+++ SOURCE EXCERPT
# Gen 4 Recoil Spring Assy. Exchange Program



## VAMarine (Dec 25, 2008)

> GLOCK Inc. is voluntarily exchanging the recoil spring assembly (RSA) on its *new Gen4 pistols* (with the exception of G26 and G27 models). GLOCK has developed a new design to the recoil spring assemblies on its Gen4 pistols to replace several variations that are functioning in the market today. As part of the company's commitment to perfection, we are voluntarily exchanging the existing RSA in order to ensure our products perform up to GLOCK's stringent standards.
> 
> GLOCK is replacing the RSA in all Gen4s sold before July 22, 2011 at no cost. Please complete the following procedure to receive a new RSA. The RSA can safely and simply be swapped out using normal field stripping protocols. If you have additional questions, please contact GLOCK at 1-877-745-8523 with your serial number and model number.


See link below for more details.

Recoil Spring Exchange Program | GLOCK USA

If you've had issues with your Gen4, this may be a good fix for you. We have an early Gen4 Glock 19 that needed a different spring and will be getting one of these new ones. FWIW Our problems were fixed by an aftermarket spring from Glockmeister.
++++++
PARTS OF THE EXERCISE:
**a)** Reproduce the passage of the Glock recoil spring thread from "# Gen 4 Recoil" up to and including "and model number.".
**b)** Answer these questions about the Glock recoil spring thread, one answer per line:
(i) Which two Gen4 models are excluded from the recoil spring assembly exchange?
(ii) Gen4 pistols sold before what date qualify for a replacement at no cost?
(iii) The poster's early Gen4 Glock 19 had its problems fixed by an aftermarket spring from which supplier?
The entries that follow the thread come from a separate source.
+++ PROVIDED MATERIAL
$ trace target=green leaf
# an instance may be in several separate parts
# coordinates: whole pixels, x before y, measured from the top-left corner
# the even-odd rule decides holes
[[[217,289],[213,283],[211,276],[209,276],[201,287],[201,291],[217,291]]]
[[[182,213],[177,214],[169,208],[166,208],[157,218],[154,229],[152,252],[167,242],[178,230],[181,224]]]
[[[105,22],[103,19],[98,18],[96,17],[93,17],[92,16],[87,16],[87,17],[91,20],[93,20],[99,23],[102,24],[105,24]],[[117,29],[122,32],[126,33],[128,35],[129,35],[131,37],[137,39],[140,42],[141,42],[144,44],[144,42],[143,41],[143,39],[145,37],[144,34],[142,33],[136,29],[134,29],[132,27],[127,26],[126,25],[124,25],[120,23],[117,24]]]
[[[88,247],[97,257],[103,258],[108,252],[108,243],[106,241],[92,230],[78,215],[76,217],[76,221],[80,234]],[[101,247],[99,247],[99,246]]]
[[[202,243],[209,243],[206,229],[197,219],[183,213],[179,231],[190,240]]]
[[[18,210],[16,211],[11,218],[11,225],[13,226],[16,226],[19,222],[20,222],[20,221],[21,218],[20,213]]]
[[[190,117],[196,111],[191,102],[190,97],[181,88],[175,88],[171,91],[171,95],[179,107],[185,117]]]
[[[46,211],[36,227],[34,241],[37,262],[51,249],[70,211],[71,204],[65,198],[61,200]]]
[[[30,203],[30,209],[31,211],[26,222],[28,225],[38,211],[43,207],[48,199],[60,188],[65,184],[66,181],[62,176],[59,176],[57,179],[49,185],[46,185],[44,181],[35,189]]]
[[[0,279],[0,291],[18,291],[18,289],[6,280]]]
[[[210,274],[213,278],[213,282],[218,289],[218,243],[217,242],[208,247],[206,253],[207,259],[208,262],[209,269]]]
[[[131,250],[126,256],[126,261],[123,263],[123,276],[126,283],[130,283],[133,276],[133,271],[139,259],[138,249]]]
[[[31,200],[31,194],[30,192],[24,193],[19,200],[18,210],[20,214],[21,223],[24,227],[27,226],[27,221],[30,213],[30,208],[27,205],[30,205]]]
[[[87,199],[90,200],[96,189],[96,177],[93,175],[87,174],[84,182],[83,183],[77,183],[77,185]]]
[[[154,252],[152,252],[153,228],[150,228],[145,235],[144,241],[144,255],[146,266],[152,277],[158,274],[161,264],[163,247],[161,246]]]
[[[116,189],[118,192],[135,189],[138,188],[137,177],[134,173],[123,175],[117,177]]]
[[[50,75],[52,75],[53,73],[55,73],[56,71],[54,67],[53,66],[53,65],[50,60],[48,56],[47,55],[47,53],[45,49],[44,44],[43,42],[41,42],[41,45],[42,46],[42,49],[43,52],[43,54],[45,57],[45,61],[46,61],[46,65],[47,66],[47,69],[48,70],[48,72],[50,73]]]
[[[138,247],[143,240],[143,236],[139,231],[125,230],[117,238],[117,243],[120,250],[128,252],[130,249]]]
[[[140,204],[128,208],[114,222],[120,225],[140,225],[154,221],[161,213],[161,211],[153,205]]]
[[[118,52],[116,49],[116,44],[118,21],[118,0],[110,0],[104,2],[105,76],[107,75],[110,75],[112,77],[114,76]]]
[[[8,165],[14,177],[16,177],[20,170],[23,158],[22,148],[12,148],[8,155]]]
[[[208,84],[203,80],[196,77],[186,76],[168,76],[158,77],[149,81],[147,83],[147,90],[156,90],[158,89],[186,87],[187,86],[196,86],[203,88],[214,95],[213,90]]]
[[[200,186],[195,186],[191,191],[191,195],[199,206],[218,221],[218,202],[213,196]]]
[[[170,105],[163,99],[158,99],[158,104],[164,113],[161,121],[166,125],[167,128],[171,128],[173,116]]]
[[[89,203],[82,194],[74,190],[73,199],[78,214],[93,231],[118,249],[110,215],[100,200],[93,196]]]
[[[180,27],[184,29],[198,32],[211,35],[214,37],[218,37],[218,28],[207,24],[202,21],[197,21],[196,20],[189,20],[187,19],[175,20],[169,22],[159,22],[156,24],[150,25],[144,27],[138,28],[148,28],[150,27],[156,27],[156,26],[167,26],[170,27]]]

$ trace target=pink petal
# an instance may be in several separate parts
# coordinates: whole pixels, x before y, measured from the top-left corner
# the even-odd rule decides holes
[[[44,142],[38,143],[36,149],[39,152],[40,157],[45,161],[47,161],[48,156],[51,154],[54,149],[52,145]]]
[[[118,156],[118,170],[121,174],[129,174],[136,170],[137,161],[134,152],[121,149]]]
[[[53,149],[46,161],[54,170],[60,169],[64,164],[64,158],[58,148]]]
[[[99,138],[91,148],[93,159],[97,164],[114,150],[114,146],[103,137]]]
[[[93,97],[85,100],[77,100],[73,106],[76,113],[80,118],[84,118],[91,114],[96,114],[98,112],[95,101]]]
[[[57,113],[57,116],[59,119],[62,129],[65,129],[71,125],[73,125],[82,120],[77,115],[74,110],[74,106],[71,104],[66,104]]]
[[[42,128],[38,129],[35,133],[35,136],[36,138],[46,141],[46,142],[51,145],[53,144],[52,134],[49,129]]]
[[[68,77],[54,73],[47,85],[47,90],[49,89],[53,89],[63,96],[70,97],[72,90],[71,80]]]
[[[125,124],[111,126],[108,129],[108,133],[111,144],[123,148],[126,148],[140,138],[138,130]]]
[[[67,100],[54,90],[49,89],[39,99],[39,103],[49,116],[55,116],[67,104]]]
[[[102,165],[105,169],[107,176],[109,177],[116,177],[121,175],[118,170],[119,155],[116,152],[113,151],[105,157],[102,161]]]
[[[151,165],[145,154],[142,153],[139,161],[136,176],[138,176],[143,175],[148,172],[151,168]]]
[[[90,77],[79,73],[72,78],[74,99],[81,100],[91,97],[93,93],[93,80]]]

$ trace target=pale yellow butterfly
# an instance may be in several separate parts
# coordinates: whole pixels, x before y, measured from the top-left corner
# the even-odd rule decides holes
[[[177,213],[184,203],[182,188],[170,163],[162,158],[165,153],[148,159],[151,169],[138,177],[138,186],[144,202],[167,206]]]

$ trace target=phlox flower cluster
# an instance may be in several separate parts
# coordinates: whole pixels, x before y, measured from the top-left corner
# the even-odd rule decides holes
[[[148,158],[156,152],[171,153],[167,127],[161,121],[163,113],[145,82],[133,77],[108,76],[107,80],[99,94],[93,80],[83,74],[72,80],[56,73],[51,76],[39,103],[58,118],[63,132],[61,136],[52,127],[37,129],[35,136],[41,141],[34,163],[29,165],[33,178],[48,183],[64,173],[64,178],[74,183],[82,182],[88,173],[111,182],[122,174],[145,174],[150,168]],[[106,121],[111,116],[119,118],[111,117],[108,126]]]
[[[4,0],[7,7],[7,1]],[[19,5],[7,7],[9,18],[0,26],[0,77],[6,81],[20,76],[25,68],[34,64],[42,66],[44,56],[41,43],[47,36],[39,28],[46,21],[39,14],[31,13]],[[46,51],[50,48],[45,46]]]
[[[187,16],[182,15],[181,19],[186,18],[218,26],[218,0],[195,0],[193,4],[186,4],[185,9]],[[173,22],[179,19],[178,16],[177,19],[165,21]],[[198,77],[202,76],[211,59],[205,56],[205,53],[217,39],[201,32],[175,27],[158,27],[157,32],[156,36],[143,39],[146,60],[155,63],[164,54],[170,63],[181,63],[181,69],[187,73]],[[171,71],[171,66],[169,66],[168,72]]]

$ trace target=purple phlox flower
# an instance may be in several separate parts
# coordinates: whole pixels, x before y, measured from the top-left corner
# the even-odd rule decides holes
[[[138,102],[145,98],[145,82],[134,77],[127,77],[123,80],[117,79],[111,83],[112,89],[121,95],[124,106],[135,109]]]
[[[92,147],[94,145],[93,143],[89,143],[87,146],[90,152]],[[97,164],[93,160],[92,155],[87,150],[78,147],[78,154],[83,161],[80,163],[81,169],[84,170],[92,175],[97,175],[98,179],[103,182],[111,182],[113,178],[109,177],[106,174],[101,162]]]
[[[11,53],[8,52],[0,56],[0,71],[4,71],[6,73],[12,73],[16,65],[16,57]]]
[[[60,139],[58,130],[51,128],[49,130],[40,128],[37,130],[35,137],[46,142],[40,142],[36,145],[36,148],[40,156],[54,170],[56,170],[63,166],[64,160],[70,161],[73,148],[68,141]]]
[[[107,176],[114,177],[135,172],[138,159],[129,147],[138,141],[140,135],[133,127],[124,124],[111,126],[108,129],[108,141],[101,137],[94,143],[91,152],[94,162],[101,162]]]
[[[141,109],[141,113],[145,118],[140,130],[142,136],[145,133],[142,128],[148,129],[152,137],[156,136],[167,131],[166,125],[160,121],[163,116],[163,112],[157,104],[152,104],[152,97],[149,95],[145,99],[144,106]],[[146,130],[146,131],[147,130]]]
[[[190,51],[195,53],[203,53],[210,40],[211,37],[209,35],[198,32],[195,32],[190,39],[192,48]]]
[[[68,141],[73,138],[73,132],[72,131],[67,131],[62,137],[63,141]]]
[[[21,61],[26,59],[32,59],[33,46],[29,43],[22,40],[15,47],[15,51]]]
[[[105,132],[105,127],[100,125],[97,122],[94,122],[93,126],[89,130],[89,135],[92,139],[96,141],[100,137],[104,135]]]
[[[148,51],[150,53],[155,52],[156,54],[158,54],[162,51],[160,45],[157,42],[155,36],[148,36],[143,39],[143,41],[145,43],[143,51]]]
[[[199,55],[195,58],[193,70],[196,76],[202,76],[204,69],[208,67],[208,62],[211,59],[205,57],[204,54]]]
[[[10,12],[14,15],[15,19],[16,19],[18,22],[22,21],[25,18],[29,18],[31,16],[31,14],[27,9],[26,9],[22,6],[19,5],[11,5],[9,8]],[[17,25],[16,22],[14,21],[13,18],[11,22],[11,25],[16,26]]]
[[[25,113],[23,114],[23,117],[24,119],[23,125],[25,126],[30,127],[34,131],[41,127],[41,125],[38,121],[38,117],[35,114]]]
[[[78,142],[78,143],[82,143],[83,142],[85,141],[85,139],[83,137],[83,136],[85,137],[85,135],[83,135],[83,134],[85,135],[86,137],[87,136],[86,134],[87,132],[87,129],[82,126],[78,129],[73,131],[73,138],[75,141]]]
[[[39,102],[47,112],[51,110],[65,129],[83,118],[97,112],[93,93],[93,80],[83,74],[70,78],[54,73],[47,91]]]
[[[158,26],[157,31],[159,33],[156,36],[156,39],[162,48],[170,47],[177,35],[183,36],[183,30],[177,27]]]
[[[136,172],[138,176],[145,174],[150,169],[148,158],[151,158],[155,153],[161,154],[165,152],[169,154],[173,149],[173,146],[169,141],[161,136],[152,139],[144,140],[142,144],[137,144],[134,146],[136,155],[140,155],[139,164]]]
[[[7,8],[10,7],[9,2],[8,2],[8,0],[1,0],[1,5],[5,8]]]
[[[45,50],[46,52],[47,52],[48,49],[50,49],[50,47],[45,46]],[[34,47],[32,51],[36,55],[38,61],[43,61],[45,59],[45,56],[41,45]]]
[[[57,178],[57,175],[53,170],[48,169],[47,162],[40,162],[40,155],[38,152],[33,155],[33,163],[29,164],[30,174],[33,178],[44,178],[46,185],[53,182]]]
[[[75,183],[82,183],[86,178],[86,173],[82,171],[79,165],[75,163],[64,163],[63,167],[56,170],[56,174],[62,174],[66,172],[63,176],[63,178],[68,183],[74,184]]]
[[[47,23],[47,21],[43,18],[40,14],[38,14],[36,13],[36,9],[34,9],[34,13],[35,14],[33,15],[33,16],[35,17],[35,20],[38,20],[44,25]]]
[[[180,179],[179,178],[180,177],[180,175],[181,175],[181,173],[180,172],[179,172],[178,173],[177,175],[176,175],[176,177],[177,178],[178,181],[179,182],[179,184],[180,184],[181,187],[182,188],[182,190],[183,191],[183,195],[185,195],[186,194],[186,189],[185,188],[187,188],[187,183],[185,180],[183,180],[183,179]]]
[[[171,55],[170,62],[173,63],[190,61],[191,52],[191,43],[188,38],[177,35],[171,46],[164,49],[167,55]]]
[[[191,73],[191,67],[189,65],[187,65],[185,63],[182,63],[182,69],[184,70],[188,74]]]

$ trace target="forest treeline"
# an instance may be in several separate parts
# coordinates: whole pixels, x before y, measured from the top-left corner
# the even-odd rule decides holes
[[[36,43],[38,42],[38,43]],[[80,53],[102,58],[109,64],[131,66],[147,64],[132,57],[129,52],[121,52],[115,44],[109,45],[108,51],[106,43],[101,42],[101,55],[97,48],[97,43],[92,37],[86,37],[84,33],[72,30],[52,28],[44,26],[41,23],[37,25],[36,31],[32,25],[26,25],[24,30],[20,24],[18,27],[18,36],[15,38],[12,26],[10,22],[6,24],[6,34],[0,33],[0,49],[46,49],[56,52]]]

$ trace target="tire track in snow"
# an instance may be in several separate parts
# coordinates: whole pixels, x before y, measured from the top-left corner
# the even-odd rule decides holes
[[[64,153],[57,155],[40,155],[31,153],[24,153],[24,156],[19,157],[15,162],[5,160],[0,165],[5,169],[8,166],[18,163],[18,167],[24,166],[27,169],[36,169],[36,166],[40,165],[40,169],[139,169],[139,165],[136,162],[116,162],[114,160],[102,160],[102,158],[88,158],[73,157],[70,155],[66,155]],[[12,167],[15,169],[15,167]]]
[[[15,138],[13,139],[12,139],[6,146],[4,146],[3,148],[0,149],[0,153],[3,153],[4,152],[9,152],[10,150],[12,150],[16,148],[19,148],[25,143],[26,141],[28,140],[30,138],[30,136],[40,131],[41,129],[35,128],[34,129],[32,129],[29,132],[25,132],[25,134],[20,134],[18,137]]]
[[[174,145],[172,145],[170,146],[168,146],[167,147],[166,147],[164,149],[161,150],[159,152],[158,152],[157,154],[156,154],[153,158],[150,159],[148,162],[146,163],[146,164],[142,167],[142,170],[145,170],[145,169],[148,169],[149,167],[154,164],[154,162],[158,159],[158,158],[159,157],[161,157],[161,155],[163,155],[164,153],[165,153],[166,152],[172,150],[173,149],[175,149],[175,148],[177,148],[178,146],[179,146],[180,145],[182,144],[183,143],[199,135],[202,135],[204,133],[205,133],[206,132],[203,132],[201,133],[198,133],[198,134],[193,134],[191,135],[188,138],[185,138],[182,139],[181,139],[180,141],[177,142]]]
++++++
THE RESPONSES:
**a)**
# Gen 4 Recoil Spring Assy. Exchange Program



## VAMarine (Dec 25, 2008)

> GLOCK Inc. is voluntarily exchanging the recoil spring assembly (RSA) on its *new Gen4 pistols* (with the exception of G26 and G27 models). GLOCK has developed a new design to the recoil spring assemblies on its Gen4 pistols to replace several variations that are functioning in the market today. As part of the company's commitment to perfection, we are voluntarily exchanging the existing RSA in order to ensure our products perform up to GLOCK's stringent standards.
> 
> GLOCK is replacing the RSA in all Gen4s sold before July 22, 2011 at no cost. Please complete the following procedure to receive a new RSA. The RSA can safely and simply be swapped out using normal field stripping protocols. If you have additional questions, please contact GLOCK at 1-877-745-8523 with your serial number and model number.

**b)**
(i) The G26 and G27.
(ii) July 22, 2011.
(iii) Glockmeister.